= PROBLEM REQUIREMENTS =
Return each line of the data below exactly, omitting any pictures.

(Referring expression pointing data)
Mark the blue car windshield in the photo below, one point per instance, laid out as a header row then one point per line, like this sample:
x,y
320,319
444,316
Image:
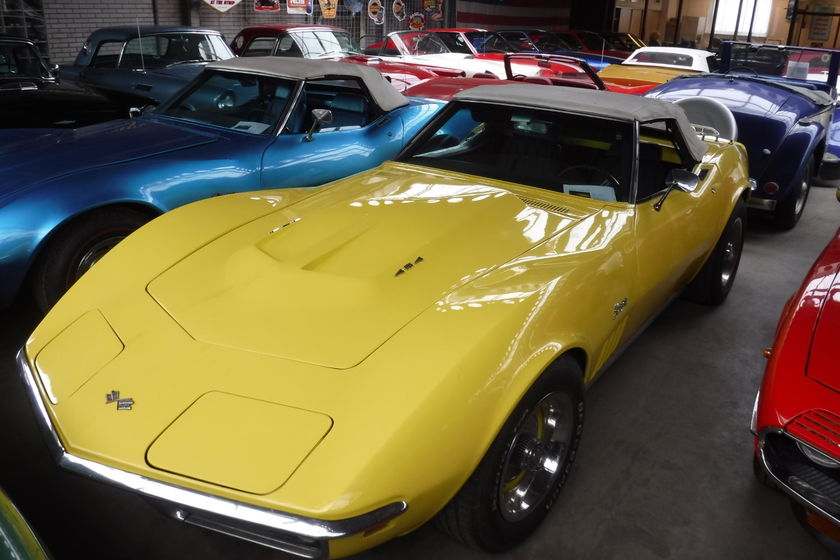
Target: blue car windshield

= RESPONSE =
Mark the blue car windshield in the photo below, one point per instance, laid out as a header row then one point per line, like this sample:
x,y
320,319
444,316
Image:
Target: blue car windshield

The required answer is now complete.